Ziel der Aufgabe:
Welchen Anteil aller Menschen mit Legasthenie nimmt die Universität Yale laut dem Textauszug über Legasthenie an?

Gegebener Textauszug:
-.-.-

Foto: Getty Images/Filippo Bacci

Circa fünf bis zehn Prozent aller Menschen leiden laut der University of Michigan unter Legasthenie. Die Universität Yale geht sogar von 20 Prozent aus. Ohne entsprechende Förderung bedeutet das oft lebenslange Probleme mit dem Lesen und Schreiben. Trotz allem scheint die Thematik in der Öffentlichkeit unterzugehen, die Wissenschaft ist sich bis heute nicht einig, was eigentlich die Ursache ist. Deshalb nehmen sich seit einiger Zeit auch Designer des Themas an und versuchen mithilfe ausgeklügelter Schriftgestaltung und -setzung ihren Teil zur möglichen Lösung beizutragen. Einen vielversprechenden Ansatz scheinen dabei variable Schriftarten zu bieten. Eine davon entwickelt derzeit ein Tiroler Designer.

-.-.-

[Einträge im Datensatz]
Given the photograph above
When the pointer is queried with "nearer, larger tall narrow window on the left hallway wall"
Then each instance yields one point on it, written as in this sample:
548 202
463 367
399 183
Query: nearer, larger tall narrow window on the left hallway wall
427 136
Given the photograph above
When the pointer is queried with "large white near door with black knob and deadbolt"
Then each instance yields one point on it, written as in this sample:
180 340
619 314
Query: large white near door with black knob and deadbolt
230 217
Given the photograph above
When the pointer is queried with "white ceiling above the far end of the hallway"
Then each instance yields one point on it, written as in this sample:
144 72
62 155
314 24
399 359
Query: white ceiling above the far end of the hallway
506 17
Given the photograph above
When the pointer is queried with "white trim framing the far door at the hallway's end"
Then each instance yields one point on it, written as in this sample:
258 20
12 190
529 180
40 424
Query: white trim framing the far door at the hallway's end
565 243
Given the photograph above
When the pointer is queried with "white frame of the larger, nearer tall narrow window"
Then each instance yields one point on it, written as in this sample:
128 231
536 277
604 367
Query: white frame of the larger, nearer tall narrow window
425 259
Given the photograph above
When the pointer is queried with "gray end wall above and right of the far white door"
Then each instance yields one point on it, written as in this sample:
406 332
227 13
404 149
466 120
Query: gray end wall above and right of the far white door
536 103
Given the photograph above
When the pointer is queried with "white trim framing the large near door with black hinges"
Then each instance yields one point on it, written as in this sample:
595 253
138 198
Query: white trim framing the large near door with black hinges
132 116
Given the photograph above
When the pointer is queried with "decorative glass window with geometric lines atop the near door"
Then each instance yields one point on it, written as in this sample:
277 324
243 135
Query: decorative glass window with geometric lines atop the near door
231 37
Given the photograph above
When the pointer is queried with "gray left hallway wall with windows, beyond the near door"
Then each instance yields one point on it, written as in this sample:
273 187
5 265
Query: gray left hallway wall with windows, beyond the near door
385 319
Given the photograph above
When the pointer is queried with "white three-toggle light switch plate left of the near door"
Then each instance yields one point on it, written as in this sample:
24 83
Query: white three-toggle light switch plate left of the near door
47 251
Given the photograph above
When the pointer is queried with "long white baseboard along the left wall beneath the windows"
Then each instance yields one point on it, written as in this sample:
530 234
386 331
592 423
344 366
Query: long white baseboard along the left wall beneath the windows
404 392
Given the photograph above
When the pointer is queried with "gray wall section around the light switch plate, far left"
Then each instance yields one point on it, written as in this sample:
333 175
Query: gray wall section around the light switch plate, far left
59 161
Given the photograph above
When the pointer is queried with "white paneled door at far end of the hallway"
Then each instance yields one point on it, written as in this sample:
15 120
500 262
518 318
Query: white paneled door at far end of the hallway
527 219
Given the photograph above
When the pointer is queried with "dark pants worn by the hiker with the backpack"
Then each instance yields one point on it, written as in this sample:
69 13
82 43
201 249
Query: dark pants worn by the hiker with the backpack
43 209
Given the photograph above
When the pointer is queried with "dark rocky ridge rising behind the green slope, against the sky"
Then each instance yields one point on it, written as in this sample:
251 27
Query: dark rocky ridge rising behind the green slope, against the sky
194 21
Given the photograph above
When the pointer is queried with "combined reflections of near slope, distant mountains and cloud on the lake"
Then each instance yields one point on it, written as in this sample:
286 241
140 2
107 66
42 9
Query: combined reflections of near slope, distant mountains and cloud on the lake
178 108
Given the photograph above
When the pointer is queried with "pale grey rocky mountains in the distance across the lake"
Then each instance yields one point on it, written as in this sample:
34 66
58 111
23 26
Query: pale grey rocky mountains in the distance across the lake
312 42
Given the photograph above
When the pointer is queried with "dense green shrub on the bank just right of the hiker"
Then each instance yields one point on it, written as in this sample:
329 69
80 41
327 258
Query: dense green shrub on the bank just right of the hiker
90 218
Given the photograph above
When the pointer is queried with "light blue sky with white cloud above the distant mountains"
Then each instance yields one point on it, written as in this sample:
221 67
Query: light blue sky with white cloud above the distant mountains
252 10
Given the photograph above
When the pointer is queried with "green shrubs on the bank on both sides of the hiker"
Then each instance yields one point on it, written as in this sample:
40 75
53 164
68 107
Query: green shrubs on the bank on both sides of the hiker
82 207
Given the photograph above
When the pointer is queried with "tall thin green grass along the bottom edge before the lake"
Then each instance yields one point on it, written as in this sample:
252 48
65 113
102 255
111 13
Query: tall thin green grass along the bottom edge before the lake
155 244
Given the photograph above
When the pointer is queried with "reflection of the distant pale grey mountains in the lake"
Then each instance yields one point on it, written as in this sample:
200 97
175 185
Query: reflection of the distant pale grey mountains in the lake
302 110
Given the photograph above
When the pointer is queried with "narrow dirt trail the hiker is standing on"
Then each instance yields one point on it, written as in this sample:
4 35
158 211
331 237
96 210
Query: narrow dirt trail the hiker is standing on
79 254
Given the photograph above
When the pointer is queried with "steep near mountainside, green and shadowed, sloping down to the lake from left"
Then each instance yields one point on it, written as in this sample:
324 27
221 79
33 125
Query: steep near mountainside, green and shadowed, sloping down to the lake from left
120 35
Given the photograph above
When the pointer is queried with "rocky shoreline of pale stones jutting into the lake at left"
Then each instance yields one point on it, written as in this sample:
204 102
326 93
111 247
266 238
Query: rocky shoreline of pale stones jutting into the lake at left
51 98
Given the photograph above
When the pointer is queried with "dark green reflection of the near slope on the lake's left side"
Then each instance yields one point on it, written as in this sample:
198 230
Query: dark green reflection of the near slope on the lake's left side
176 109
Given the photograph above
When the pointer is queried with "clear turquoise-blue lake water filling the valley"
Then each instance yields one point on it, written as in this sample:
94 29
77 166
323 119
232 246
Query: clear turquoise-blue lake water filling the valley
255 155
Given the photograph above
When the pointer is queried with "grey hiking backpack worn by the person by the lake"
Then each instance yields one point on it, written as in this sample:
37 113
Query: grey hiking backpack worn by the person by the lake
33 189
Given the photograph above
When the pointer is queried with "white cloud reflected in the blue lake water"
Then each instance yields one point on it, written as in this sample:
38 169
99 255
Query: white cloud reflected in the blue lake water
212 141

-.-.-

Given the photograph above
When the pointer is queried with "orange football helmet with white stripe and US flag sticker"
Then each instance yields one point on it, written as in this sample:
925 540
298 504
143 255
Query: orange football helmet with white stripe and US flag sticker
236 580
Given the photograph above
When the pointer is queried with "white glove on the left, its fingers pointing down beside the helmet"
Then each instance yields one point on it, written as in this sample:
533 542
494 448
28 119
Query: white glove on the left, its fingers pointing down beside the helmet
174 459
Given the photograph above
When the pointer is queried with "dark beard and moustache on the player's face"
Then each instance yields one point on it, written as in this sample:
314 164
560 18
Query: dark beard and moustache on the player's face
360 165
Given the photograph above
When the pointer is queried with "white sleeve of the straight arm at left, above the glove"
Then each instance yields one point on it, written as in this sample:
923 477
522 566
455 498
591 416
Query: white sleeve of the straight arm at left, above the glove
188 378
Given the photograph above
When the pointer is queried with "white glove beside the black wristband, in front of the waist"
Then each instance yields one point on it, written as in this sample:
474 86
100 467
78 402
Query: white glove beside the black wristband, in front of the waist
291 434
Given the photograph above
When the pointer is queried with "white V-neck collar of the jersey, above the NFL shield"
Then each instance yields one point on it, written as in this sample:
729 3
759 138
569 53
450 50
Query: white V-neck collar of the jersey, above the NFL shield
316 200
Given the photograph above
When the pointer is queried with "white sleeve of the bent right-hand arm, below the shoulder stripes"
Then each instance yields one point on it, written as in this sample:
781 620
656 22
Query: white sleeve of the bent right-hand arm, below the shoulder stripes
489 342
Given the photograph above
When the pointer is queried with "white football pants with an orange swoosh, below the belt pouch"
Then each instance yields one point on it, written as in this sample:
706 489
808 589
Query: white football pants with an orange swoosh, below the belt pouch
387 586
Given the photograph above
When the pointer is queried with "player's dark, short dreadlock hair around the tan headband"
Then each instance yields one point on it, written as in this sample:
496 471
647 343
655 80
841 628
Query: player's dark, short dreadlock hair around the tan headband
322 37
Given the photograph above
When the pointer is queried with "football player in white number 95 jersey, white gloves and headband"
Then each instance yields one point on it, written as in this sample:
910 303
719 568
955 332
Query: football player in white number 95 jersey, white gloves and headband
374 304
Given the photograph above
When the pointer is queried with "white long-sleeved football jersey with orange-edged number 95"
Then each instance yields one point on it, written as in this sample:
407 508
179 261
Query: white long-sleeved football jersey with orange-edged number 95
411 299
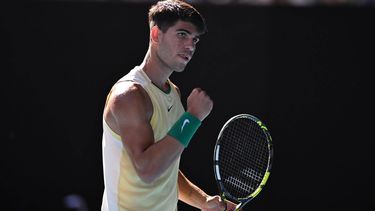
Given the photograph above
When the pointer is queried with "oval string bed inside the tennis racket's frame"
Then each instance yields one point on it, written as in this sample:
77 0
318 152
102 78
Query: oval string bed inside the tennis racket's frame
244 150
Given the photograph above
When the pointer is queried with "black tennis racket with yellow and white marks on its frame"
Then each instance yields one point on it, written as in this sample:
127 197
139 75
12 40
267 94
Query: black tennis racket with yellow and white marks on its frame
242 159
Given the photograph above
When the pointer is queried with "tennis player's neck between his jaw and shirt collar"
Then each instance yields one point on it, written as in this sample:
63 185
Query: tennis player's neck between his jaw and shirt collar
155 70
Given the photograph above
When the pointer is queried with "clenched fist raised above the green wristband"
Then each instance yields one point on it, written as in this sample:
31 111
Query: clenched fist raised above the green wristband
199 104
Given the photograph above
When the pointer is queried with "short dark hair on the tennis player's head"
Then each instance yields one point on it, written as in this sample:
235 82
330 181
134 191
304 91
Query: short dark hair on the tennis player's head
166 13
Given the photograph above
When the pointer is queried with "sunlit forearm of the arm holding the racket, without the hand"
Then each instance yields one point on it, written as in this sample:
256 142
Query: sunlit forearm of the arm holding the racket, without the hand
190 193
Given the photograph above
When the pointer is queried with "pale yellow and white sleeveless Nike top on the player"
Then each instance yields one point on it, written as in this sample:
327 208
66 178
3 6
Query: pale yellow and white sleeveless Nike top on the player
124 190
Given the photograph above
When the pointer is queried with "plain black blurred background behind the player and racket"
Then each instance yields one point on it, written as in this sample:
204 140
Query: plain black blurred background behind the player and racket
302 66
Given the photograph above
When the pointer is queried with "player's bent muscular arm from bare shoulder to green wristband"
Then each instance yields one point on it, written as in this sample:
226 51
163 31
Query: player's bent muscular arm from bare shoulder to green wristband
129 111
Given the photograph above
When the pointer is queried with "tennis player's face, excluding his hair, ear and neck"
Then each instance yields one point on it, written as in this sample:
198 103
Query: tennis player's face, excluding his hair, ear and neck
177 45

-.-.-

Ergebnis der Übung:
Die Universität Yale geht von 20 Prozent aus.